* Opdracht: Neem de tekst over het Prins Bernardplein en de liftplaats daar volledig en letterlijk over.
───── Gegeven tekst
Op de valreep van oud en nieuw kreeg ik weer eens een andere route toebedeeld door Post NL. Een collega had kennelijk een weekje vrij genomen na de drukke kerstperiode. Ik had ooit al eens eerder bezorgd op het Prins Bernardplein en omgeving, maar het leek me niet echt een straat om over naar huis te schrijven. Het is nogal een verkeersriool daar, rond die grote rotonde.
Sinds 1982 woonde Fokko Kuik in verschillende buurten in Oost, werkte ruim 20 jaar als verkeersadviseur bij de gemeente en is sinds vorig jaar postbezorger in de Watergraafsmeer. Zo bouw je persoonlijke banden op met verschillende straten in Oost. Volg Fokko Kuik door de straten van Oost. Anja van Mil maakte de foto.
Maar toevallig kwam ik dit weekend in het veel geprezen boek ‘Oroppa’ een verwijzing tegen naar de liftplaats die daar ooit is aangelegd. Volgens mij was het de eerste officiële liftplaats van Nederland, met een eigen verkeersbord met daarop het bekende duimpje omhoog. Het bord staat er nog steeds, maar lifters zie je er nog maar zelden.
Zelf heb ik er in de jaren 80 best vaak gestaan met m’n kartonnen bordje ‘Emmeloord’. De studenten OV-kaart was nog niet uitgevonden en liften naar mijn ouders was goedkoper dan de buslijn van de Flevodienst. Die bus had vooral ook als nadeel dat hij een enorme omweg had in Lelystad om alle voormalig Amsterdammers zo dicht mogelijk bij hun nieuwe ruime polderwoningen af te zetten.
──────────
───── Aangeleverde gegevens
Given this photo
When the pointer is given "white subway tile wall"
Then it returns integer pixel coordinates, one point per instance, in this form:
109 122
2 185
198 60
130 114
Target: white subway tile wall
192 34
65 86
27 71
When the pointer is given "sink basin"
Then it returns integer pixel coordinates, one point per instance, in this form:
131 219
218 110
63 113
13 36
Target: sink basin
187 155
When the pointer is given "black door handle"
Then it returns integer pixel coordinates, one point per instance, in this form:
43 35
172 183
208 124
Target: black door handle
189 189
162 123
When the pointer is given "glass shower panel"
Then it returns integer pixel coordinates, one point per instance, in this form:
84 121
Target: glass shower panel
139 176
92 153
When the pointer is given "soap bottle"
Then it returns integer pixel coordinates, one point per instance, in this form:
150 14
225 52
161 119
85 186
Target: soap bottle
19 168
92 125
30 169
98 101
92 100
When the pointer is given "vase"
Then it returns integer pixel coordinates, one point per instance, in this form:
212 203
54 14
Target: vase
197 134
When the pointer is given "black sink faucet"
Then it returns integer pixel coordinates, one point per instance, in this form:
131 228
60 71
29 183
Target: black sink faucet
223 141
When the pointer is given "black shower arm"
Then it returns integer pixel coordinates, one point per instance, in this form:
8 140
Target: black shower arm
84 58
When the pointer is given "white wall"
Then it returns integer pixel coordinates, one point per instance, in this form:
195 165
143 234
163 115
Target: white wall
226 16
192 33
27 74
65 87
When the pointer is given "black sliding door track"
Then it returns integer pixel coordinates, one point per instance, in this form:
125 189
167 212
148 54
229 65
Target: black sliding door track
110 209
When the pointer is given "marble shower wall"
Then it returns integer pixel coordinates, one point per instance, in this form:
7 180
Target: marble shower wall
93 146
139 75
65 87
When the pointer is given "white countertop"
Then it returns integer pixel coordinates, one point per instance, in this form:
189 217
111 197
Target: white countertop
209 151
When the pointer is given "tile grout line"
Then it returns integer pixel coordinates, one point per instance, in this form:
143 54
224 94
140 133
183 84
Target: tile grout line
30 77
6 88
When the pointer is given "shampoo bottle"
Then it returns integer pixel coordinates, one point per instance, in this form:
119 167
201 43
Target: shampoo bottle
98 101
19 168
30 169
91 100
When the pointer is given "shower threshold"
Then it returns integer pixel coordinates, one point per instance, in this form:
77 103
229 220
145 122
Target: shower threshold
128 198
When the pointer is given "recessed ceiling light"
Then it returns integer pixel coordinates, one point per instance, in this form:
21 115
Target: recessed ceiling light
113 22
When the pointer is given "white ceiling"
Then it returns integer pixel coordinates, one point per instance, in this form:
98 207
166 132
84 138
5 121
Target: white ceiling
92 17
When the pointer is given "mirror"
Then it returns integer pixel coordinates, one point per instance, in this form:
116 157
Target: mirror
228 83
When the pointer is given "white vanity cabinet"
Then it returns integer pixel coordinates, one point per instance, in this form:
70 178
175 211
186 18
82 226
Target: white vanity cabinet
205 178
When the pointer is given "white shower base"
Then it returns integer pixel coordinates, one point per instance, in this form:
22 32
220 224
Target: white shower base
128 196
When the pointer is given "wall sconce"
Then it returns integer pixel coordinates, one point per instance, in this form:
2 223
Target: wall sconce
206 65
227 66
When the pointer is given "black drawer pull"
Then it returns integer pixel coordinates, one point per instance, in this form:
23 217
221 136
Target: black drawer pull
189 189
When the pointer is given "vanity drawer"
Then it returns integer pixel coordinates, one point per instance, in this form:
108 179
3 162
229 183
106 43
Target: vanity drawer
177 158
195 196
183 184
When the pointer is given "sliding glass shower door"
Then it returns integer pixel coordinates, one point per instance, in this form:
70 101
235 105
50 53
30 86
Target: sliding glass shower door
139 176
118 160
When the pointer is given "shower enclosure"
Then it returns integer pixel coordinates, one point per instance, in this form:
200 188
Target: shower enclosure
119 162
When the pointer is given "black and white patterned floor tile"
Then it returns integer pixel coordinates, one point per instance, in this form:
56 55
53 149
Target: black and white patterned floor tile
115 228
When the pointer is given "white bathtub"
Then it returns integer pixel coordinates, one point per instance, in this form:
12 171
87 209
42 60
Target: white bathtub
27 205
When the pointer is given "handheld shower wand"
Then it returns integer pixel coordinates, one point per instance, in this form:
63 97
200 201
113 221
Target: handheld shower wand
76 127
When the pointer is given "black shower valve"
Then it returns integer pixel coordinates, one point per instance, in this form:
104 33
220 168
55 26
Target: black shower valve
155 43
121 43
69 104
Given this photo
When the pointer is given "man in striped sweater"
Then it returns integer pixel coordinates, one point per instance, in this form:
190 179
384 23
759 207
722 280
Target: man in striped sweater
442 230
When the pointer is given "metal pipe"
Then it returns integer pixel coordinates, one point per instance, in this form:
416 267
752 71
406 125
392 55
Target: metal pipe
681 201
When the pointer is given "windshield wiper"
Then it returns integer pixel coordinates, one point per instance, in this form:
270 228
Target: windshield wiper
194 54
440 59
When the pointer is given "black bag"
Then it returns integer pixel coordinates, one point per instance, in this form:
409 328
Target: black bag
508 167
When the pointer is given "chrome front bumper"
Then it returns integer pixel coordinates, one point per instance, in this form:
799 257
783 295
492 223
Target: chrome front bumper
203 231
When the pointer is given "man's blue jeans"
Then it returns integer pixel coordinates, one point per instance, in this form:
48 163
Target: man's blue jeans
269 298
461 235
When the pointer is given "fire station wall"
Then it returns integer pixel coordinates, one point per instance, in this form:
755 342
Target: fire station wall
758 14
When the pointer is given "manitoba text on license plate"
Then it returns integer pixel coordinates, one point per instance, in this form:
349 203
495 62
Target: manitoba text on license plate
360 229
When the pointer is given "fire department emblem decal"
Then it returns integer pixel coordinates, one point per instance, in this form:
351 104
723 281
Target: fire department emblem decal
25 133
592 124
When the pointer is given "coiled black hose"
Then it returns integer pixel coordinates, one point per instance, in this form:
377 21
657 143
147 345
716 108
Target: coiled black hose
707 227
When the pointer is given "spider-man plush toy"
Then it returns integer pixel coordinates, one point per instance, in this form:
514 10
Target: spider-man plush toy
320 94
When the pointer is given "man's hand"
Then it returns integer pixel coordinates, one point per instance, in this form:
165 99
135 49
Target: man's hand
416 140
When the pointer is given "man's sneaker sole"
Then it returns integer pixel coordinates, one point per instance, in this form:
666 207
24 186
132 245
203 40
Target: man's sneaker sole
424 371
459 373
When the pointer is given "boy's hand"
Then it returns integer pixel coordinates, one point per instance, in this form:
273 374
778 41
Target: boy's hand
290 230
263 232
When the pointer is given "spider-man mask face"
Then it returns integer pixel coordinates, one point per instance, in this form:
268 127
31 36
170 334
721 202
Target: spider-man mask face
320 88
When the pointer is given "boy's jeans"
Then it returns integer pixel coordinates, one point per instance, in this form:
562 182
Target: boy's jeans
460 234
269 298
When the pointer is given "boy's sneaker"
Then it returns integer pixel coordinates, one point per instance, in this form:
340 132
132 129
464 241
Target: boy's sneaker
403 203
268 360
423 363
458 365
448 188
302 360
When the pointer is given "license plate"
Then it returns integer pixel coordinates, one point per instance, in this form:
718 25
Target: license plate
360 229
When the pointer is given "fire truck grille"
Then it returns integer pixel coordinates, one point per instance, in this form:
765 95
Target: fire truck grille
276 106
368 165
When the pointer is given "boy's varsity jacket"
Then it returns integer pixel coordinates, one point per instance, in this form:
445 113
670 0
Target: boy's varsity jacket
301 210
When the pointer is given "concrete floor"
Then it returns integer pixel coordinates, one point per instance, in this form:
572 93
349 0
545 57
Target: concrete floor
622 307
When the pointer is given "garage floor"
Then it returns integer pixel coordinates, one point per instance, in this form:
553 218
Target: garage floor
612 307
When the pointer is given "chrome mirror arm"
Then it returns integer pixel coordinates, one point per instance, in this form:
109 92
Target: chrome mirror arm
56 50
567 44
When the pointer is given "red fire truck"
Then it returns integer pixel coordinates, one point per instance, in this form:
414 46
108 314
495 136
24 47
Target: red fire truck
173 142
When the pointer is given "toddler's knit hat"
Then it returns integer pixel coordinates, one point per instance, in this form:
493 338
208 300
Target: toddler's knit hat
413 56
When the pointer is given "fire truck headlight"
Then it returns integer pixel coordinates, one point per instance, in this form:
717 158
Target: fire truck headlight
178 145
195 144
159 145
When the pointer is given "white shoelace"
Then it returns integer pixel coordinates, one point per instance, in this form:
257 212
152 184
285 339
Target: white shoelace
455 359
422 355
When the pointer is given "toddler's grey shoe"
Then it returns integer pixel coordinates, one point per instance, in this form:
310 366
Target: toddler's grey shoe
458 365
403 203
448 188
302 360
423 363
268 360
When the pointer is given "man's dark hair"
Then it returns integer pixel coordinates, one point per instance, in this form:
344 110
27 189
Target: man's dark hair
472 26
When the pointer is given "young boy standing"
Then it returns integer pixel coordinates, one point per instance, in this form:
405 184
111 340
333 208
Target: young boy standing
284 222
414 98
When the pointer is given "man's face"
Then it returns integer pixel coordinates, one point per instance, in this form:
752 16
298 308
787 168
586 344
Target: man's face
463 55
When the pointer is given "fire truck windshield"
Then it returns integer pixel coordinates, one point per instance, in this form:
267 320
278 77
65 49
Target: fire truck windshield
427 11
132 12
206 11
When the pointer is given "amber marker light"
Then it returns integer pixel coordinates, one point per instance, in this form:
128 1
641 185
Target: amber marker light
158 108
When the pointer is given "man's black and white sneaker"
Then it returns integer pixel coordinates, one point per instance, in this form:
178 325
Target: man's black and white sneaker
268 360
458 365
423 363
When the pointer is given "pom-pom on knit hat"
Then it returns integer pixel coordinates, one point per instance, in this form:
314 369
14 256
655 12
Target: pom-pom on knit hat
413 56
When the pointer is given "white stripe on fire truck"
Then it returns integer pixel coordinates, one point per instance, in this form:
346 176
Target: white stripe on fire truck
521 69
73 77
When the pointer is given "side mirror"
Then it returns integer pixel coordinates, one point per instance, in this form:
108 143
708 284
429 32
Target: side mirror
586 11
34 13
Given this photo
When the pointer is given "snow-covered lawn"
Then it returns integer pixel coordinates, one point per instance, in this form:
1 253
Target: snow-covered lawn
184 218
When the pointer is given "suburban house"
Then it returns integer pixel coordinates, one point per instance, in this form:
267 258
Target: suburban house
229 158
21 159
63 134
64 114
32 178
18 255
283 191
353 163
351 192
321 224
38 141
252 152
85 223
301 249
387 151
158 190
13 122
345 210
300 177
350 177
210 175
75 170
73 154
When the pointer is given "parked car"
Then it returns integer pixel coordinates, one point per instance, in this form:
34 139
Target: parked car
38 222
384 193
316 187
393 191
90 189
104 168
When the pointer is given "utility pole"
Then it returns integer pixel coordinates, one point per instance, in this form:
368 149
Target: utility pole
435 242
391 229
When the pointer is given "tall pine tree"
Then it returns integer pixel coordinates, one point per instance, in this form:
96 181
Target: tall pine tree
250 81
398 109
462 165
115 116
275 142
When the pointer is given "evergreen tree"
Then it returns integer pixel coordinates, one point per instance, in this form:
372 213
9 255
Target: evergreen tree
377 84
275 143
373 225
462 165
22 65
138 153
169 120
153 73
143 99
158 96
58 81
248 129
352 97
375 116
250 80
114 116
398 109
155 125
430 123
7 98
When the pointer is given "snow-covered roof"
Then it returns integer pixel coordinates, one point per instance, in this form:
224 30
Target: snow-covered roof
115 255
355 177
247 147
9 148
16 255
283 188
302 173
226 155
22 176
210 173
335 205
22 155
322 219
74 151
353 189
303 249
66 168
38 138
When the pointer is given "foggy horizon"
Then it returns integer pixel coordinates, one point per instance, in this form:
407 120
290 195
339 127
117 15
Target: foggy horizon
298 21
──────────
* Antwoord:
Op de valreep van oud en nieuw kreeg ik weer eens een andere route toebedeeld door Post NL. Een collega had kennelijk een weekje vrij genomen na de drukke kerstperiode. Ik had ooit al eens eerder bezorgd op het Prins Bernardplein en omgeving, maar het leek me niet echt een straat om over naar huis te schrijven. Het is nogal een verkeersriool daar, rond die grote rotonde.
Sinds 1982 woonde Fokko Kuik in verschillende buurten in Oost, werkte ruim 20 jaar als verkeersadviseur bij de gemeente en is sinds vorig jaar postbezorger in de Watergraafsmeer. Zo bouw je persoonlijke banden op met verschillende straten in Oost. Volg Fokko Kuik door de straten van Oost. Anja van Mil maakte de foto.
Maar toevallig kwam ik dit weekend in het veel geprezen boek ‘Oroppa’ een verwijzing tegen naar de liftplaats die daar ooit is aangelegd. Volgens mij was het de eerste officiële liftplaats van Nederland, met een eigen verkeersbord met daarop het bekende duimpje omhoog. Het bord staat er nog steeds, maar lifters zie je er nog maar zelden.
Zelf heb ik er in de jaren 80 best vaak gestaan met m’n kartonnen bordje ‘Emmeloord’. De studenten OV-kaart was nog niet uitgevonden en liften naar mijn ouders was goedkoper dan de buslijn van de Flevodienst. Die bus had vooral ook als nadeel dat hij een enorme omweg had in Lelystad om alle voormalig Amsterdammers zo dicht mogelijk bij hun nieuwe ruime polderwoningen af te zetten.